- TASK DESCRIPTION: Please return only the lines from the one holding "630L1439 620L1312 642L1353" through the one holding "positive clicks: (33, 1051) (31, 1050)", exactly as they appear in the records below, both ends included.

- RECORDED INFORMATION:
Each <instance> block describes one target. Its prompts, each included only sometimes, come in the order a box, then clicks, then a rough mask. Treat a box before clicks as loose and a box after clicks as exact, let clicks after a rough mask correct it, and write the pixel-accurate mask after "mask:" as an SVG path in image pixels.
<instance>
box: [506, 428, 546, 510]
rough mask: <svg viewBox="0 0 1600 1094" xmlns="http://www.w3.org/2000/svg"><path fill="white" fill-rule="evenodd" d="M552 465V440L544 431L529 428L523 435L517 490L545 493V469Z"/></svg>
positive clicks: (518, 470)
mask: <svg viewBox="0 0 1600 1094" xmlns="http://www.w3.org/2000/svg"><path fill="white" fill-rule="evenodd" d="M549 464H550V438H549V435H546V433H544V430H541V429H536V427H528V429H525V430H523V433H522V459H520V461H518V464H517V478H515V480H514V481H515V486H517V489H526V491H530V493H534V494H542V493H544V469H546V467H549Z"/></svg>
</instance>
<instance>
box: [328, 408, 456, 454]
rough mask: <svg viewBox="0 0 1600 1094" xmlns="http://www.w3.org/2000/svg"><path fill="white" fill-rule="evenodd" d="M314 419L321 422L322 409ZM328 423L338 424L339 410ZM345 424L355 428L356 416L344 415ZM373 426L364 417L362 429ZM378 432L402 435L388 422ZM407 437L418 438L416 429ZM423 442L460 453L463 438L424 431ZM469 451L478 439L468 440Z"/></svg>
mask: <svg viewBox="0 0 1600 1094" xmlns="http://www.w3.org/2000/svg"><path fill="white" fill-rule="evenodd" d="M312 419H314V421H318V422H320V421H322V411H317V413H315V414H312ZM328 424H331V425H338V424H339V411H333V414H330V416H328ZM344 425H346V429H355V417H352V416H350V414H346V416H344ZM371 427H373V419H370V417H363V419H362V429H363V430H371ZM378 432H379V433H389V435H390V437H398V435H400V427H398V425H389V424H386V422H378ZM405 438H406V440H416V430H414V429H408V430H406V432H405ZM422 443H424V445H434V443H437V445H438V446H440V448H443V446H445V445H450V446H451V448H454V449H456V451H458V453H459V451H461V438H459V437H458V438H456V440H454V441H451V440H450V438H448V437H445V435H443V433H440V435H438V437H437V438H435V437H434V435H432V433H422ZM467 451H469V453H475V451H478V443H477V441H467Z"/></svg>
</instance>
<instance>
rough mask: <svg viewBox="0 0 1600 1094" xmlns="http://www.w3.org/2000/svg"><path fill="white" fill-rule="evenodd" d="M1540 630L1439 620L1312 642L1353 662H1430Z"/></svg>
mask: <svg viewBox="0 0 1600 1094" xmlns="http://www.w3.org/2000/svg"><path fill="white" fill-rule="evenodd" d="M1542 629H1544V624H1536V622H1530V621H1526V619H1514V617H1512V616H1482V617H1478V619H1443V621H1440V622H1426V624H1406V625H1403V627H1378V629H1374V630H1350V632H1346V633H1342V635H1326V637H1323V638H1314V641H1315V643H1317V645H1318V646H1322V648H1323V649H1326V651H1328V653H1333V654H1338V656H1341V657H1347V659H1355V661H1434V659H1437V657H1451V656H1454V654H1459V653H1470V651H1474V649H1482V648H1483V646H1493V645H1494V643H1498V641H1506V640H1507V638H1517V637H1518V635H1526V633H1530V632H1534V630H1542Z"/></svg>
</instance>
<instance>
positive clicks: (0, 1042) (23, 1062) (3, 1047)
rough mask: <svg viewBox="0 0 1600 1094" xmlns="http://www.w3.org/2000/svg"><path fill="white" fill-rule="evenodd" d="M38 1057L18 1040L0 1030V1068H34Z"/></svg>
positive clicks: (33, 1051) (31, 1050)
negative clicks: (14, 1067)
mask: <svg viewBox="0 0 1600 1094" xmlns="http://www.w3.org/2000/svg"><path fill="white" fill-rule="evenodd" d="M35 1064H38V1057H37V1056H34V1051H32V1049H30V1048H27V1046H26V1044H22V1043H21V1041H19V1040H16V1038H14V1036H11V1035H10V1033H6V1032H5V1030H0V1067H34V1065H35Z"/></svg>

- SOLVED PROBLEM:
rough mask: <svg viewBox="0 0 1600 1094" xmlns="http://www.w3.org/2000/svg"><path fill="white" fill-rule="evenodd" d="M1540 630L1439 620L1312 642L1353 662H1430Z"/></svg>
mask: <svg viewBox="0 0 1600 1094" xmlns="http://www.w3.org/2000/svg"><path fill="white" fill-rule="evenodd" d="M1542 629H1544V624H1536V622H1530V621H1526V619H1514V617H1512V616H1482V617H1478V619H1443V621H1440V622H1426V624H1406V625H1403V627H1378V629H1374V630H1350V632H1346V633H1342V635H1326V637H1323V638H1314V641H1315V643H1317V645H1318V646H1322V648H1323V649H1326V651H1328V653H1333V654H1338V656H1341V657H1347V659H1355V661H1434V659H1437V657H1451V656H1454V654H1459V653H1470V651H1474V649H1482V648H1483V646H1493V645H1494V643H1498V641H1506V640H1507V638H1517V637H1518V635H1526V633H1530V632H1534V630H1542Z"/></svg>
</instance>
<instance>
positive clicks: (0, 1042) (23, 1062) (3, 1047)
rough mask: <svg viewBox="0 0 1600 1094" xmlns="http://www.w3.org/2000/svg"><path fill="white" fill-rule="evenodd" d="M38 1057L18 1040L0 1030V1068H34Z"/></svg>
positive clicks: (33, 1051) (31, 1050)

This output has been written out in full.